From the lines below, keep only those that contain the string "woman", with matching case, and copy each one unchanged.
==== GIVEN RECORDS
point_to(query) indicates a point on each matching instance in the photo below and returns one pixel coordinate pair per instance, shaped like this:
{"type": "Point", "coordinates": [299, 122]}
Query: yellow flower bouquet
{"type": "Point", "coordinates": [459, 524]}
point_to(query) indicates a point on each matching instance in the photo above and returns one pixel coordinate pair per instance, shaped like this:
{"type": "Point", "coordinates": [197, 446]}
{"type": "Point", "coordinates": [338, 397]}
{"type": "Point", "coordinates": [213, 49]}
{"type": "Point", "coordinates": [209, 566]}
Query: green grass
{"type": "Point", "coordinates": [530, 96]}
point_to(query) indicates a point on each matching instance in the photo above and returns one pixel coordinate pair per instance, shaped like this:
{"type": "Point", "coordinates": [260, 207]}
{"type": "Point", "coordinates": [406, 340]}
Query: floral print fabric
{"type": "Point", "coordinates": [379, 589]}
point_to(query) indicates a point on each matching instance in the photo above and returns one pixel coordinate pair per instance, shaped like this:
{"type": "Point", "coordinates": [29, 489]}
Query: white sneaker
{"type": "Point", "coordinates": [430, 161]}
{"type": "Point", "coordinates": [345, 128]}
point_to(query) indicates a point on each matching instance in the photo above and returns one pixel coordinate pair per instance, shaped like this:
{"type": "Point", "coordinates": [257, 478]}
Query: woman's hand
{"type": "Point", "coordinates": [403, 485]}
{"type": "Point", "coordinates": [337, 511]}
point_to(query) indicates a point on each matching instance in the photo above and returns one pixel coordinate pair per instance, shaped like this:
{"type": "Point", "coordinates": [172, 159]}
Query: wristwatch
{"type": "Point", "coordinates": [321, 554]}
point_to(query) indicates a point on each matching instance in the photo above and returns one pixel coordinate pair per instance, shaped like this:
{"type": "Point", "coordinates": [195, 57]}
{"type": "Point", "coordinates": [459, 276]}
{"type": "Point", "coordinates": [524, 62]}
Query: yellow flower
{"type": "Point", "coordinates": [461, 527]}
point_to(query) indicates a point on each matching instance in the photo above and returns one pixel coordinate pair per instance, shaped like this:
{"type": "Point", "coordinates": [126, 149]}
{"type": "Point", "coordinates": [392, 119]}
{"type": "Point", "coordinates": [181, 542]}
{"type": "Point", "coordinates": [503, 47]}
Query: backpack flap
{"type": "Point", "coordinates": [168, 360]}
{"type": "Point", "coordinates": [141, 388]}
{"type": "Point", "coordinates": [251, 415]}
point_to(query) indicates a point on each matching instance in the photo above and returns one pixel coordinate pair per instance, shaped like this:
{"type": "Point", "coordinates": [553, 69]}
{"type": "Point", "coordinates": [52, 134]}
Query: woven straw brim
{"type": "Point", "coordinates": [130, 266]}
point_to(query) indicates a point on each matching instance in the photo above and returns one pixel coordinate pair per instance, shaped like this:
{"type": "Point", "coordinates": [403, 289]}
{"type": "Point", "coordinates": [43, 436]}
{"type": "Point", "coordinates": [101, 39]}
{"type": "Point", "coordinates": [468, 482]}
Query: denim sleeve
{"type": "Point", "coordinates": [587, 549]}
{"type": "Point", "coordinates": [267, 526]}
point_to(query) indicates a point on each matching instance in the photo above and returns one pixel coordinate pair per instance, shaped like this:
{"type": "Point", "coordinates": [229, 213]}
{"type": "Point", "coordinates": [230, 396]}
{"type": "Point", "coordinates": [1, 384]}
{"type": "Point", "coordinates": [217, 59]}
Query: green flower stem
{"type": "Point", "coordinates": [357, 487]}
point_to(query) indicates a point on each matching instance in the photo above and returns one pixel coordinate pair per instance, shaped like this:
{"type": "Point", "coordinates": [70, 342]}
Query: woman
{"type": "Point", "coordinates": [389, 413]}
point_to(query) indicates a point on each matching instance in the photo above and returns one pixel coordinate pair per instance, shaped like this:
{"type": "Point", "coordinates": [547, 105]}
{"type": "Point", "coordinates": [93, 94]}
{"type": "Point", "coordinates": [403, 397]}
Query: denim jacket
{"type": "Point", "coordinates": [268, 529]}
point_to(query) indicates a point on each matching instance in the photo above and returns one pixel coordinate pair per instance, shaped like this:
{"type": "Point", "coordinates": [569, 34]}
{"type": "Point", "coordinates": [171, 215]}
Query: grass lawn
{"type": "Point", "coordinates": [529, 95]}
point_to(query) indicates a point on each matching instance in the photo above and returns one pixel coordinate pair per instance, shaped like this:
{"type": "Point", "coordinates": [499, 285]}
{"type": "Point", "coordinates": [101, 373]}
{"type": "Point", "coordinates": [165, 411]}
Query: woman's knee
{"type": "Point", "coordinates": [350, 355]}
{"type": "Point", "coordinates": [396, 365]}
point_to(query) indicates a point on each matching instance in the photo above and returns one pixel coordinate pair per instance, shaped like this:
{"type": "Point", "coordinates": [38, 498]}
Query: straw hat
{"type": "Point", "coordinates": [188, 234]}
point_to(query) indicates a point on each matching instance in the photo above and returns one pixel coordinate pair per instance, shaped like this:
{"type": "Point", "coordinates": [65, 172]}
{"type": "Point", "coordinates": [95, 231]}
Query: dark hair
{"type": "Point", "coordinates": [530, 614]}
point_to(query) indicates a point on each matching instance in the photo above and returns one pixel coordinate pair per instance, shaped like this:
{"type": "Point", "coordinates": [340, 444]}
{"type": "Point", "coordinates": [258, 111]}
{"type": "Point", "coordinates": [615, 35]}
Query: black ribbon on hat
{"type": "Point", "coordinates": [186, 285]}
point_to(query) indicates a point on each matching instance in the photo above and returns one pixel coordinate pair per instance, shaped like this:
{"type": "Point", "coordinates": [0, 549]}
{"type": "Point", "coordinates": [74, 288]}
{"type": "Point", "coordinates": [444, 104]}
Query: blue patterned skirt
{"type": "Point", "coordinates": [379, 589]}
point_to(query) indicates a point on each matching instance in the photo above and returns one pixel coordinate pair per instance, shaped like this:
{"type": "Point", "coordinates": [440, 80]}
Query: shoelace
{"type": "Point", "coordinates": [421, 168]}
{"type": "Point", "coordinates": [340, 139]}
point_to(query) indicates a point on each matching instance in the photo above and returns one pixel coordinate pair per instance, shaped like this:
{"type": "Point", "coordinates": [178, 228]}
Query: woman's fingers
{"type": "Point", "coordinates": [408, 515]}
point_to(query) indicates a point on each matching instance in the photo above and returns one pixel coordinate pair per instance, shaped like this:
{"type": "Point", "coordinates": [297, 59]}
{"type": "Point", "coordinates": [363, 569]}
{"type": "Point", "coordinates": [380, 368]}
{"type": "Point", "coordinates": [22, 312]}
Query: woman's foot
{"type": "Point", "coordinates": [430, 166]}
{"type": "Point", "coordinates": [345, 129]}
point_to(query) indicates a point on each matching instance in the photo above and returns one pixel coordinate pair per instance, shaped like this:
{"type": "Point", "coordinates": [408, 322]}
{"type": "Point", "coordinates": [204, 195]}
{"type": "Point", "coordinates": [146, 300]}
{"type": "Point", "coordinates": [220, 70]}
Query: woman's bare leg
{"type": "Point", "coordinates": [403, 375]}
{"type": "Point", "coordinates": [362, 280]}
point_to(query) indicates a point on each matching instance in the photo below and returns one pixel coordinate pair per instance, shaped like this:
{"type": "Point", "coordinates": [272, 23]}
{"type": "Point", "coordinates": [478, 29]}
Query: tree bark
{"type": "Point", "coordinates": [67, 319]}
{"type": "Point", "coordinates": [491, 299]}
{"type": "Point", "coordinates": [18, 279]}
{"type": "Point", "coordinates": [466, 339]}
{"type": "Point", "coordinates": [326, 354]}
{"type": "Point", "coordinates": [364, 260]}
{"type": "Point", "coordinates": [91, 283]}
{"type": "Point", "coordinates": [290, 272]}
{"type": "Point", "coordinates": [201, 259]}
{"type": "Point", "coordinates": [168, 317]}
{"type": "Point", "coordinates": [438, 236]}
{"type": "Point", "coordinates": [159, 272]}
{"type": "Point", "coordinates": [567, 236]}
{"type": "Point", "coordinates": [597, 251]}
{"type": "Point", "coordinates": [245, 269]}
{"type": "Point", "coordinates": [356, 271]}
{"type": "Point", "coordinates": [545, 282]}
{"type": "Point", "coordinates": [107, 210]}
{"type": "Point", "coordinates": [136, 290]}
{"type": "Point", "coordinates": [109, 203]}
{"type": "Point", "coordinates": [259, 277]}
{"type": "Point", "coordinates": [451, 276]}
========
- _ANSWER TO THIS EXERCISE_
Query: woman's hand
Query: woman
Query: woman's knee
Query: woman's fingers
Query: woman's foot
Query: woman's bare leg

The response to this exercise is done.